# start of Provided information
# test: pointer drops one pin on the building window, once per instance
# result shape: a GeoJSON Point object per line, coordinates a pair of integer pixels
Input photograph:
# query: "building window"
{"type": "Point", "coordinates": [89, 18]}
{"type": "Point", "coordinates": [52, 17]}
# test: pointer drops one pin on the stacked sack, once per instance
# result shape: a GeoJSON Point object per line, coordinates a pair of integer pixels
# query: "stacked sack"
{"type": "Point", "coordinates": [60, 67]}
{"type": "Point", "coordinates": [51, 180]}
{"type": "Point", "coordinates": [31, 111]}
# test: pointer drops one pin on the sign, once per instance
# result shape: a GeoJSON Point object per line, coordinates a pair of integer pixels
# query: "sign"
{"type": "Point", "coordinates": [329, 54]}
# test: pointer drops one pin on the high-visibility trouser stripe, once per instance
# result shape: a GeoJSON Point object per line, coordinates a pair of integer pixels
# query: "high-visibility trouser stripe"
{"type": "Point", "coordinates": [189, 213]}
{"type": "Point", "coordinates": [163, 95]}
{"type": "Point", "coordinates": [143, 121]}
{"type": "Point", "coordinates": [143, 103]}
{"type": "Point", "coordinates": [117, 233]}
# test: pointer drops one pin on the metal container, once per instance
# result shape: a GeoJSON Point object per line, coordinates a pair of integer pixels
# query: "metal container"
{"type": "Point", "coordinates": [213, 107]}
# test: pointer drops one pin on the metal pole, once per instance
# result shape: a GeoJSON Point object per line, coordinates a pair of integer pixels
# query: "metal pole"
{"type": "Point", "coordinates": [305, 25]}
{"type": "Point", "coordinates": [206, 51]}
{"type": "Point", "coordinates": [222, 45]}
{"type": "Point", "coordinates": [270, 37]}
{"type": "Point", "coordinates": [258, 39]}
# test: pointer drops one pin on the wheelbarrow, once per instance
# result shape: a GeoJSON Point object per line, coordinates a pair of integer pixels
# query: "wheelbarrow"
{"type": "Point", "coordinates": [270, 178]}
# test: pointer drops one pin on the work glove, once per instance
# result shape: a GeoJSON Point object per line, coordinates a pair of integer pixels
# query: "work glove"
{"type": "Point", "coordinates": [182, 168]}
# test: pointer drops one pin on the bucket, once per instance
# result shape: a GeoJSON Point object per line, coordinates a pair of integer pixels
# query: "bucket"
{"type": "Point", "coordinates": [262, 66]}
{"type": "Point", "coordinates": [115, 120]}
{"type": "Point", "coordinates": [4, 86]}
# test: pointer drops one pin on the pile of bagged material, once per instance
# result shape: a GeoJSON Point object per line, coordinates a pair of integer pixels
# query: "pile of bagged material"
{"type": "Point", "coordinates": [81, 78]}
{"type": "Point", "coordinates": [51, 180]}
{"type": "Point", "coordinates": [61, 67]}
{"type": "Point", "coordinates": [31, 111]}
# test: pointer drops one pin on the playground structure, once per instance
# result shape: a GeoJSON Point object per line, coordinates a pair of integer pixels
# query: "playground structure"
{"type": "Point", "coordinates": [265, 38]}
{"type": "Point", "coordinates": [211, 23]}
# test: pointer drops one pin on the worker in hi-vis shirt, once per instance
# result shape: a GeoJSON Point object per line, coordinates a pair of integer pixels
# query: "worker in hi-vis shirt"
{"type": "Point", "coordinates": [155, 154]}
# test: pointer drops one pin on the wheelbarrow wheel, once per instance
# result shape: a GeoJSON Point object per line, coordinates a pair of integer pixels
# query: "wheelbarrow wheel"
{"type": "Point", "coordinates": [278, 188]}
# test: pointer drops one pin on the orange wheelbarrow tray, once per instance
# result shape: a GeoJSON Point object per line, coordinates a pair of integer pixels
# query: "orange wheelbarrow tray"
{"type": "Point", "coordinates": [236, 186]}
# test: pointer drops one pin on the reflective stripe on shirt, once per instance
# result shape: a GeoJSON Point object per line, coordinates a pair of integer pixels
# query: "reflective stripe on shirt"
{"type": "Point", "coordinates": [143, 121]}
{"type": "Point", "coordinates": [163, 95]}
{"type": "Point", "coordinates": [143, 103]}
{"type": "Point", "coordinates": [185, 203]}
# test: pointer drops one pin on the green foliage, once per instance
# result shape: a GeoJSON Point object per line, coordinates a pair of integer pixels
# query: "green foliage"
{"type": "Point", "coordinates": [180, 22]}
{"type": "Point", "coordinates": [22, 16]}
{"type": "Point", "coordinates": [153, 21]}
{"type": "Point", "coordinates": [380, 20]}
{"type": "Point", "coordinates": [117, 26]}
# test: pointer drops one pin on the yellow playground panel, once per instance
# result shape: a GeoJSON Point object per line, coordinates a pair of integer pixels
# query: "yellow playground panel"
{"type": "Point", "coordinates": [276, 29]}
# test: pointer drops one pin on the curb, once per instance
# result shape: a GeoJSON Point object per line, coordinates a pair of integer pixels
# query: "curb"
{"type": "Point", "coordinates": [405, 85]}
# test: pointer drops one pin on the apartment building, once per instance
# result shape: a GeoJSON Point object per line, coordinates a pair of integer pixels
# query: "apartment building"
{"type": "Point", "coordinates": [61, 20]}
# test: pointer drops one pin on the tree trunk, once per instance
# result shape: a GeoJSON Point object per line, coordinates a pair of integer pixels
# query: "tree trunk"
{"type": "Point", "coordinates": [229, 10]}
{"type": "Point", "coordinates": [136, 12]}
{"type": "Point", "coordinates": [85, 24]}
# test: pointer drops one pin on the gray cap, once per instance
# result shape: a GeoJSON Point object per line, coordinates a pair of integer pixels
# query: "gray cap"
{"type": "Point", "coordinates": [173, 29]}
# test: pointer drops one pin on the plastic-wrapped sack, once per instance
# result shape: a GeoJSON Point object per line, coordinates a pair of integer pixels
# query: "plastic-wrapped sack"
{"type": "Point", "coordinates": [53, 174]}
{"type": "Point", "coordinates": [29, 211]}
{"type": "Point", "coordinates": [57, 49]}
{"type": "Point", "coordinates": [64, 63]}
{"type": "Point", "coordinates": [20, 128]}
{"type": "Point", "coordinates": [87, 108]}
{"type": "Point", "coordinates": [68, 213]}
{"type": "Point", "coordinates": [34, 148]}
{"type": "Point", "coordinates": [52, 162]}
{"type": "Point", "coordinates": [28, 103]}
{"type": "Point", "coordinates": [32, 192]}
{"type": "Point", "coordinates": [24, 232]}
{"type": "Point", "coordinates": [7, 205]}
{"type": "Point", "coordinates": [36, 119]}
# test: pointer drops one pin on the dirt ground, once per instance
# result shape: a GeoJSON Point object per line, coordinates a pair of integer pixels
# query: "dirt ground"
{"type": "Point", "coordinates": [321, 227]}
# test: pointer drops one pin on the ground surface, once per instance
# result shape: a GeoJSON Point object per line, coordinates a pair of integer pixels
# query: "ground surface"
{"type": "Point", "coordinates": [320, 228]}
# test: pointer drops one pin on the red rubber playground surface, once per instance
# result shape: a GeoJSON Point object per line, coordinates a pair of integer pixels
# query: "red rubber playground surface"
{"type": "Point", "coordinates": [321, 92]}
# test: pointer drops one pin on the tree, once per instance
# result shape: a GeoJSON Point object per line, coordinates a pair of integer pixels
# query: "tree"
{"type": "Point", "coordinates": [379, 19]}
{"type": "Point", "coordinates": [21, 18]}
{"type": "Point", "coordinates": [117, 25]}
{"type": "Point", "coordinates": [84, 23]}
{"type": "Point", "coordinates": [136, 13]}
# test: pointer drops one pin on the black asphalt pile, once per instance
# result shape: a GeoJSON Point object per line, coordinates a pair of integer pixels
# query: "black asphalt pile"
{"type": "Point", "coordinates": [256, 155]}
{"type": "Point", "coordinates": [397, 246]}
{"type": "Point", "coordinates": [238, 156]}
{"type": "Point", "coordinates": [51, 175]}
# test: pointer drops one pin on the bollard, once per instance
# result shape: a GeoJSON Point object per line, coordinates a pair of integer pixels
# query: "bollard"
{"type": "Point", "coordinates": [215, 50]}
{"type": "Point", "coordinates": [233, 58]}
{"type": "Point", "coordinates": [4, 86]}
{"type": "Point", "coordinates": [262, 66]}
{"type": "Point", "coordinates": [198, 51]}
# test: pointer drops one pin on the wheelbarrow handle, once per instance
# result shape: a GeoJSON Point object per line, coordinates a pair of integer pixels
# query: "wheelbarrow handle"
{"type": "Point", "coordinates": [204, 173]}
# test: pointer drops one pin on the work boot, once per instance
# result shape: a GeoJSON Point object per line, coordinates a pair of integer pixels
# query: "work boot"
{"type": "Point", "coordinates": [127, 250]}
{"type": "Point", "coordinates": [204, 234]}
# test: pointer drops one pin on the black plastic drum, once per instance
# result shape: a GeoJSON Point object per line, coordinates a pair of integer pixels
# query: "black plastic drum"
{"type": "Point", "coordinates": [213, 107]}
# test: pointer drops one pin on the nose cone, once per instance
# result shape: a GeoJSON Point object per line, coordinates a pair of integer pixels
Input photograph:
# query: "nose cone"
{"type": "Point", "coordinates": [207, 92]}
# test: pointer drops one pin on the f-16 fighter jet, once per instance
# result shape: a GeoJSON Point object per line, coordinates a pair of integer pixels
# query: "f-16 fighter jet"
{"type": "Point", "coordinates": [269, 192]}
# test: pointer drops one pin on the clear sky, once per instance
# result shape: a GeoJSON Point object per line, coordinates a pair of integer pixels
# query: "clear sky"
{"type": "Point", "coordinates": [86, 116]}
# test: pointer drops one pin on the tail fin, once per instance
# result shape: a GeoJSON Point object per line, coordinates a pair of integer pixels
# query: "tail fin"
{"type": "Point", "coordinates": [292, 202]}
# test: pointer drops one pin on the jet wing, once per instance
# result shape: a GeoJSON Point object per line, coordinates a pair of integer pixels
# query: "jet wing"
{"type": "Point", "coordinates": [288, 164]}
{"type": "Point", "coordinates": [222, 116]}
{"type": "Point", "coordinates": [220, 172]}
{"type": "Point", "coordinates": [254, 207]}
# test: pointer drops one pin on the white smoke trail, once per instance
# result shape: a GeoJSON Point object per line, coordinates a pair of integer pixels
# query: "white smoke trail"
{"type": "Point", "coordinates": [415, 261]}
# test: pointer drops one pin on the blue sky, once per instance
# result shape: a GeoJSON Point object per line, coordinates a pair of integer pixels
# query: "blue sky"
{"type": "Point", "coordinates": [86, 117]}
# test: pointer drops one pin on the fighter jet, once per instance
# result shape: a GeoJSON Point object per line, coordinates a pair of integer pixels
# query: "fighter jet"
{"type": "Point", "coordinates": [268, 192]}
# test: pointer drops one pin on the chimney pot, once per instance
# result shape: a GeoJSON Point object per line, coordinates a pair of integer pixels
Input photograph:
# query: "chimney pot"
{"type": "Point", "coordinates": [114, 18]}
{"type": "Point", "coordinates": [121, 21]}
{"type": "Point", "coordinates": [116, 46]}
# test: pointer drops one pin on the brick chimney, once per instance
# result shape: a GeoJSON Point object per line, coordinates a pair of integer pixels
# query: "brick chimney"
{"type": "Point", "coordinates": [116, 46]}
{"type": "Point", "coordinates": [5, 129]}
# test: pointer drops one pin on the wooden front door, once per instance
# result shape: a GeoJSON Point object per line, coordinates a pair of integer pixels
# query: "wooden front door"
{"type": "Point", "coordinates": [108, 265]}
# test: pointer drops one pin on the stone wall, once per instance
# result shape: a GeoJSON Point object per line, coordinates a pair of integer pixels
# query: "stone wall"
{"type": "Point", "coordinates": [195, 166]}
# end of Provided information
Quote only the lines from the line containing "# test: pointer drops one pin on the chimney" through the end of the listing, please, keeping both the first and the last line.

# test: pointer drops one pin on the chimney pot, once per instance
# result shape: a GeoJSON Point object per line, coordinates a pair of integer pixels
Input photograph:
# query: "chimney pot"
{"type": "Point", "coordinates": [114, 18]}
{"type": "Point", "coordinates": [121, 21]}
{"type": "Point", "coordinates": [116, 46]}
# test: pointer drops one pin on the brick chimney, once per instance
# result shape: a GeoJSON Point object per line, coordinates a pair of integer pixels
# query: "brick chimney"
{"type": "Point", "coordinates": [116, 46]}
{"type": "Point", "coordinates": [5, 129]}
# test: pointer drops one pin on the wooden front door, once per instance
# result shape: a GeoJSON Point object per line, coordinates a pair of integer pixels
# query: "wooden front door"
{"type": "Point", "coordinates": [108, 265]}
# test: pointer drops one pin on the stone wall, once per instance
# result shape: a GeoJSON Point object per line, coordinates a pair of integer pixels
# query: "stone wall"
{"type": "Point", "coordinates": [195, 166]}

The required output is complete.